Stated problem: Copy the material from the line with "point: motorcycle front" to the line with "Target: helmet visor", changing "motorcycle" to "motorbike" everywhere and leaving all else unchanged.

Record set:
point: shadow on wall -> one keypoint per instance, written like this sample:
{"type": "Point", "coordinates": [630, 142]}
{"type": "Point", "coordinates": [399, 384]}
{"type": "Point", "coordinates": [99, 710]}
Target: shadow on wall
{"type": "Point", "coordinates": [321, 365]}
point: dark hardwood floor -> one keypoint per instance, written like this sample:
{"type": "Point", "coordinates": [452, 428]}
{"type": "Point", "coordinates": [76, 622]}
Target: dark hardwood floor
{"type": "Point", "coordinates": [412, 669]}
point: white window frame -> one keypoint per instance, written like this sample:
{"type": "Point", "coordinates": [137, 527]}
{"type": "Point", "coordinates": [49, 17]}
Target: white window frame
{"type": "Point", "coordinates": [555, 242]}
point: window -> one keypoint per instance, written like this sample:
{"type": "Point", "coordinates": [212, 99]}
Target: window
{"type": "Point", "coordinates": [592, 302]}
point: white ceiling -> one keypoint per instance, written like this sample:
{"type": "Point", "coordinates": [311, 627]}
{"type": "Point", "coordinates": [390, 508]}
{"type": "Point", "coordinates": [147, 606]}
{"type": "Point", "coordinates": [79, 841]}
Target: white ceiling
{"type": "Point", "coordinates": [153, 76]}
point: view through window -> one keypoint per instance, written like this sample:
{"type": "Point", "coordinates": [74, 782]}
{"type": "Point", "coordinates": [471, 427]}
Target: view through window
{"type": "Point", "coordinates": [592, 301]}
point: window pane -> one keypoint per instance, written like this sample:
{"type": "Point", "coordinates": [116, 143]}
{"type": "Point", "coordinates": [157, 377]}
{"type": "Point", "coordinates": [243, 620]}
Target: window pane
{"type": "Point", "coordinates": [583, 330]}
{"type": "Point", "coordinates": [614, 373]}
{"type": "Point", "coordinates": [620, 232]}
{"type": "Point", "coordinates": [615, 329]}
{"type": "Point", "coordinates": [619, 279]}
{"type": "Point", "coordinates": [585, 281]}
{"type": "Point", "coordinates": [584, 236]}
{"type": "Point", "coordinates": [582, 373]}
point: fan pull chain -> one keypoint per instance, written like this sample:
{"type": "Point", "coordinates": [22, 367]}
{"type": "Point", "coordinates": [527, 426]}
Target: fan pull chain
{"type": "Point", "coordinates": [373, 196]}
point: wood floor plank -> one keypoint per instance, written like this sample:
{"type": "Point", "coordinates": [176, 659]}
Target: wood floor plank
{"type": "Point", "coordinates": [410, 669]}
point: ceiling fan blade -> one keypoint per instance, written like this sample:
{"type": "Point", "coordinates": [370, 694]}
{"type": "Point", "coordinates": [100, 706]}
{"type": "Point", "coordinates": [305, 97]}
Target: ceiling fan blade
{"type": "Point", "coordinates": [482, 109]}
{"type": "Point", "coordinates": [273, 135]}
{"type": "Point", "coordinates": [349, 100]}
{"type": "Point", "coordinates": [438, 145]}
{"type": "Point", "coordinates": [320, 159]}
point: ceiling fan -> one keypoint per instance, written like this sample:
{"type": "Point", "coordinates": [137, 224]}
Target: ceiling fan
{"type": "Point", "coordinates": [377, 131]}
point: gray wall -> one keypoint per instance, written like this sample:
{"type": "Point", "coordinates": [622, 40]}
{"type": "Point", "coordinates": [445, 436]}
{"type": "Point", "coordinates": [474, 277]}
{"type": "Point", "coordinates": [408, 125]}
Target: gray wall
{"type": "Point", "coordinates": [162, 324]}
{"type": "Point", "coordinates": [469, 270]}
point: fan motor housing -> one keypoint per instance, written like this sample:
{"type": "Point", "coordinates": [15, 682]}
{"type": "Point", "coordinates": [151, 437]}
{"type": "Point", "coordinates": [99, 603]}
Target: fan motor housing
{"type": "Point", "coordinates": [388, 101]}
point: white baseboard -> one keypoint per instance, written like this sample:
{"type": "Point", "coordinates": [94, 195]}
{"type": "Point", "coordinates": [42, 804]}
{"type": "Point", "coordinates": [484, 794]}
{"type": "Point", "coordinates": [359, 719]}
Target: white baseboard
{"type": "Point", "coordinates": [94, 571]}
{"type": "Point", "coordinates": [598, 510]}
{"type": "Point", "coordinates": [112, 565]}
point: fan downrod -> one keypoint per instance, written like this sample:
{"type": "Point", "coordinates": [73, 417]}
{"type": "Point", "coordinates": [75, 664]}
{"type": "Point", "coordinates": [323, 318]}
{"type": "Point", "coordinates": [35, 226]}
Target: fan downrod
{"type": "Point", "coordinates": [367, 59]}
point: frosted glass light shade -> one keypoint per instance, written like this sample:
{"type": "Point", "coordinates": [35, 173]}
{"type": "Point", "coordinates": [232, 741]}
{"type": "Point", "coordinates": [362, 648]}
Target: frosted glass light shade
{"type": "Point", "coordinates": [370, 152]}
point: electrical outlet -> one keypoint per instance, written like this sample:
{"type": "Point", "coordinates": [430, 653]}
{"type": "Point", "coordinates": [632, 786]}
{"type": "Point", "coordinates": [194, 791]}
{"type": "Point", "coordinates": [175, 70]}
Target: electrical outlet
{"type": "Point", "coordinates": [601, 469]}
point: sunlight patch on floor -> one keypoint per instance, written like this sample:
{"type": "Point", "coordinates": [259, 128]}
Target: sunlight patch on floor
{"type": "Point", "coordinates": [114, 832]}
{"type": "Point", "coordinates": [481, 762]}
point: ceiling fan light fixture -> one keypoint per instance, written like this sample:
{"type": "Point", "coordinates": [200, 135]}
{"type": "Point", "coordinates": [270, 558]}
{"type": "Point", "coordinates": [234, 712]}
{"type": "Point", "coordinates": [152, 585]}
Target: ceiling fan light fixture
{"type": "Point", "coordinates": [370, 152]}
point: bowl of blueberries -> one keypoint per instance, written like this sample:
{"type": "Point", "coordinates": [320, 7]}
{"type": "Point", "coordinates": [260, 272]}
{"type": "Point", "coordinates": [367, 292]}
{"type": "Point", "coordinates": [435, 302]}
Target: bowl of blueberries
==
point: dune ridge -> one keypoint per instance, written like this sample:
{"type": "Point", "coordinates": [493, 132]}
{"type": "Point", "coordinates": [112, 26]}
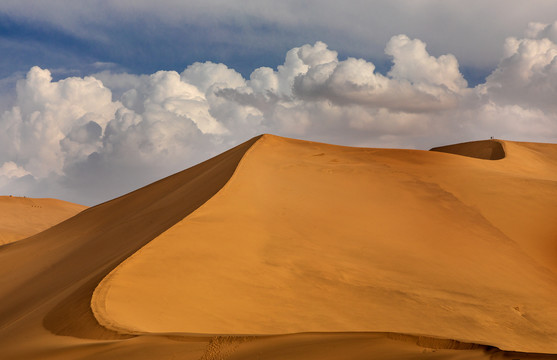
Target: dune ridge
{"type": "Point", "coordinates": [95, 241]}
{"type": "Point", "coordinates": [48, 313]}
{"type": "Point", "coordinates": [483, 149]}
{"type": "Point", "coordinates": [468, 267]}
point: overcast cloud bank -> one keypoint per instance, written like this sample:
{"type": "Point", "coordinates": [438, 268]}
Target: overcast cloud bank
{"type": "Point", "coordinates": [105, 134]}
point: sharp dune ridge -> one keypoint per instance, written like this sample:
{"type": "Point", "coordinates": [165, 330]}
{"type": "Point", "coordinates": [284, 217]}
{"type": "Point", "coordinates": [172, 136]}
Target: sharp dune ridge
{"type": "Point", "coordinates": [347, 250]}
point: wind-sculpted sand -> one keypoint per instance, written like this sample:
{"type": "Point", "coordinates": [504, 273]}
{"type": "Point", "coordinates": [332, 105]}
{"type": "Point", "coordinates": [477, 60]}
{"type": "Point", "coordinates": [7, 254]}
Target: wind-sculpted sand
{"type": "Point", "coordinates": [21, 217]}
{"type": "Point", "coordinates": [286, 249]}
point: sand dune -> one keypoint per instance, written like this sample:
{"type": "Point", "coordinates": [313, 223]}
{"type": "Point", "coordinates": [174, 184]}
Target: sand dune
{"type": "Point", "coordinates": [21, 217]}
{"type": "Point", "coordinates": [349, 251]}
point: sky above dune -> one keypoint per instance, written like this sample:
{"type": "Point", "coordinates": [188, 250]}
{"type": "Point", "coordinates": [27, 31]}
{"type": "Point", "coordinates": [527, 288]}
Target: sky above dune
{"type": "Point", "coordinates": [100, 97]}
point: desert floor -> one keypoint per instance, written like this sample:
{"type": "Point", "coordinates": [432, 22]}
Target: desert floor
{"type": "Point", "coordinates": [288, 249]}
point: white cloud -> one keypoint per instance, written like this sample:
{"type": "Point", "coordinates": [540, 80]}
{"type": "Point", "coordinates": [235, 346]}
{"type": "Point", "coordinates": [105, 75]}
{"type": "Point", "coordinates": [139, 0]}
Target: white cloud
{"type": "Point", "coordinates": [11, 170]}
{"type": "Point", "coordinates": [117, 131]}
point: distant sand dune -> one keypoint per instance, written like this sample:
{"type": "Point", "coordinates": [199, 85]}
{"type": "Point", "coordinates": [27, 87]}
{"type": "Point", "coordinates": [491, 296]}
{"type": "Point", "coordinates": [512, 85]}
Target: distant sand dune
...
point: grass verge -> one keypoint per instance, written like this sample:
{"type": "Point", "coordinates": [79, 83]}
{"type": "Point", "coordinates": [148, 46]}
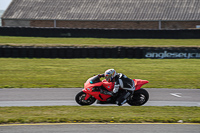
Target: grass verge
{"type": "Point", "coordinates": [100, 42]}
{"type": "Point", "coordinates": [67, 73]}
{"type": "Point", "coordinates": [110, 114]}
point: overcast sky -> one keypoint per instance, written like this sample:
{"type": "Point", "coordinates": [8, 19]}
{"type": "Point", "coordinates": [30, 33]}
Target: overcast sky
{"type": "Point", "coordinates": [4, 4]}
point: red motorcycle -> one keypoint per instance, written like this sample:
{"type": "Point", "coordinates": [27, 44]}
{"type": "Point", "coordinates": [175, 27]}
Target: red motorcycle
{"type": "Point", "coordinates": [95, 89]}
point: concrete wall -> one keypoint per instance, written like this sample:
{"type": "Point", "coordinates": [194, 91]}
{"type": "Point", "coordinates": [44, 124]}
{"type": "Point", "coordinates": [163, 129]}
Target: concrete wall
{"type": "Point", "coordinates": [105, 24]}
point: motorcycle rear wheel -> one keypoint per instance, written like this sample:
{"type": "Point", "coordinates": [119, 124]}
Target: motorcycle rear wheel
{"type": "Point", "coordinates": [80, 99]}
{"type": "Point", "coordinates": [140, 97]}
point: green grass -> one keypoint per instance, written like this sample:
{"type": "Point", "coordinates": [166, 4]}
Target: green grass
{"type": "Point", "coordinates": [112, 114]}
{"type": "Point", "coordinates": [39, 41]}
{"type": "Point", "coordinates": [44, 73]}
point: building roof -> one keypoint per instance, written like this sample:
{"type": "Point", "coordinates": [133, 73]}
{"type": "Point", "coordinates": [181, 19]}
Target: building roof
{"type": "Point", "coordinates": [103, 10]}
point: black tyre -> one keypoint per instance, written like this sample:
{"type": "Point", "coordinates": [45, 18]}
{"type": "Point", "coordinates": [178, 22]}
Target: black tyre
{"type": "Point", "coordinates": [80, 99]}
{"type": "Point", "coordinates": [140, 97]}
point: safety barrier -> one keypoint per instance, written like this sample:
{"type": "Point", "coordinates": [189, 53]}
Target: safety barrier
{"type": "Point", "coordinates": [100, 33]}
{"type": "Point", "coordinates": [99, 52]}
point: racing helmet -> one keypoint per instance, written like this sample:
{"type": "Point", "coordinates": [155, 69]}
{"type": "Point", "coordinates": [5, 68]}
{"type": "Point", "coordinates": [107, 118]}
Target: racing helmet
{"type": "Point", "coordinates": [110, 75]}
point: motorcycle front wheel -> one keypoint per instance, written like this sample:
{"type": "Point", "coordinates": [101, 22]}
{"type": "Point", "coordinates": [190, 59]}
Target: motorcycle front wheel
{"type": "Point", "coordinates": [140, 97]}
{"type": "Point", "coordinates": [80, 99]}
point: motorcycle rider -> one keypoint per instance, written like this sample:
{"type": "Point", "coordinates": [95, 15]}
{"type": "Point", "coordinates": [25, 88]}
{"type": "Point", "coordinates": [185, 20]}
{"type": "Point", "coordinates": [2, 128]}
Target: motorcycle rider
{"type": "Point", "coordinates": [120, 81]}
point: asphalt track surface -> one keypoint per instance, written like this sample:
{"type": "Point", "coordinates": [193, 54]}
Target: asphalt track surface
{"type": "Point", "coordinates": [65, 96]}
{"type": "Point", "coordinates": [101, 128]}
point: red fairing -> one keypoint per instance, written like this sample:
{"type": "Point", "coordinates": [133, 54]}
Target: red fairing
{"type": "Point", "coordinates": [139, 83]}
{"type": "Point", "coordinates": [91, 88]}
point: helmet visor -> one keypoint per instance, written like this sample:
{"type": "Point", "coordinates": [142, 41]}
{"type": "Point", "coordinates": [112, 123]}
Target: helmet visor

Task output:
point: motorbike front wheel -> one keypoint per instance, written like this sample:
{"type": "Point", "coordinates": [101, 22]}
{"type": "Point", "coordinates": [190, 59]}
Target: motorbike front wheel
{"type": "Point", "coordinates": [140, 97]}
{"type": "Point", "coordinates": [80, 99]}
point: motorbike rider -> one keypoint per instance, written like this sample:
{"type": "Point", "coordinates": [95, 15]}
{"type": "Point", "coordinates": [25, 88]}
{"type": "Point", "coordinates": [185, 20]}
{"type": "Point", "coordinates": [2, 128]}
Target: motorbike rider
{"type": "Point", "coordinates": [120, 81]}
point: asphalt track surface -> one keypoint per instance, written like this sample:
{"type": "Point", "coordinates": [193, 54]}
Target: asphalt track surface
{"type": "Point", "coordinates": [65, 96]}
{"type": "Point", "coordinates": [101, 128]}
point: red fairing -> one keypoint per instance, written like this sample:
{"type": "Point", "coordinates": [133, 54]}
Target: red fairing
{"type": "Point", "coordinates": [139, 83]}
{"type": "Point", "coordinates": [91, 88]}
point: helmet visor -> one keypoint per instance, written like this sample:
{"type": "Point", "coordinates": [142, 41]}
{"type": "Point", "coordinates": [112, 123]}
Target: helmet visor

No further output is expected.